## begin

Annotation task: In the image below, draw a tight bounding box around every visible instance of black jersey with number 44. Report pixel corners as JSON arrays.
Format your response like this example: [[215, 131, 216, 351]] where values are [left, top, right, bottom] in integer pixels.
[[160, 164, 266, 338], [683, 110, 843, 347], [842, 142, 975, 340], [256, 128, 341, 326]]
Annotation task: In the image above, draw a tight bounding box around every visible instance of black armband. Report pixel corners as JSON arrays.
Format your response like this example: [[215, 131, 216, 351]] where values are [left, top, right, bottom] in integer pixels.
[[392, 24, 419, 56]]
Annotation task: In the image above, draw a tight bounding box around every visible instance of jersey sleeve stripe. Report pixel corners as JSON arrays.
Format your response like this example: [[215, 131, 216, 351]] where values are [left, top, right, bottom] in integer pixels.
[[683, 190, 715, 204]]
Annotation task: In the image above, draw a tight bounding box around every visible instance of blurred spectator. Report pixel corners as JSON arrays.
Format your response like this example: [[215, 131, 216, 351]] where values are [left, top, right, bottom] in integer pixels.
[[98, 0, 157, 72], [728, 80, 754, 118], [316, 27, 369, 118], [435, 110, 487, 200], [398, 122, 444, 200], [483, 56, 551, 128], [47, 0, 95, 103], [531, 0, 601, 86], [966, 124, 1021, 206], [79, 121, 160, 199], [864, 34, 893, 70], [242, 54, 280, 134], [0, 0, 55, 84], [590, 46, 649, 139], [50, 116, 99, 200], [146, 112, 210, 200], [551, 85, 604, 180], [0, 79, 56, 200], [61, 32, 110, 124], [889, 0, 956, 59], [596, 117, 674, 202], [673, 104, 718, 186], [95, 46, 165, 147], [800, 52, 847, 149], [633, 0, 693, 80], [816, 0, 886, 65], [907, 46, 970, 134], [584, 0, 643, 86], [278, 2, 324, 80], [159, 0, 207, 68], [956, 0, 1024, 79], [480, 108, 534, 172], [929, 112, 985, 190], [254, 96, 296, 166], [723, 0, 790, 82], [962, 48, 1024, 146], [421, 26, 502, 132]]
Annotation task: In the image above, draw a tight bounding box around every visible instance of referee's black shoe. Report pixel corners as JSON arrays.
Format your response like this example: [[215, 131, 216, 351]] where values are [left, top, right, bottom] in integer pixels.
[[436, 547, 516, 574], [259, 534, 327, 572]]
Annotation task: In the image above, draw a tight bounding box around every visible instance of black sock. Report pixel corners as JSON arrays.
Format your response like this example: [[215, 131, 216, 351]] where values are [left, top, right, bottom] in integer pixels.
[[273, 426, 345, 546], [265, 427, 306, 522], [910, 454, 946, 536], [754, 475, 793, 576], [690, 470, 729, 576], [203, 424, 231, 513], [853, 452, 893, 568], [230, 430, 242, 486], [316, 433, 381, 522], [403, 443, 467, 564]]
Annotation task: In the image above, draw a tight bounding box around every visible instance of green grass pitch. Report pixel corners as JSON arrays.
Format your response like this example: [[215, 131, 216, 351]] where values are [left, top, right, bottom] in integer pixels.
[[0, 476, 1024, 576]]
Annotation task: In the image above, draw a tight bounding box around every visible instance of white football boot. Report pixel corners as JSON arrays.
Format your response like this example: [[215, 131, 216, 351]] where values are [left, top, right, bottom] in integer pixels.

## end

> Aim
Copy out exactly the lines from the line with "pitch. Report pixel corners as JSON arrays." to the end of the listing, including both of those lines, and give nothing else.

> Worked solution
Annotation task: In the image above, draw a tight bounding box around every visible instance of green grass pitch. Report pixel corners as JSON arrays.
Format your response like this example: [[215, 131, 216, 351]] where values are [left, top, right, bottom] in integer pixels.
[[0, 476, 1024, 576]]
Annotation task: In the image above, draw a tight bounding box around every visible instance of white football boot. Report pixel corners as JSON arrays.
Format your response like this example: [[215, 131, 216, 351]] where values are [left, top, right, bottom] in integer pixels.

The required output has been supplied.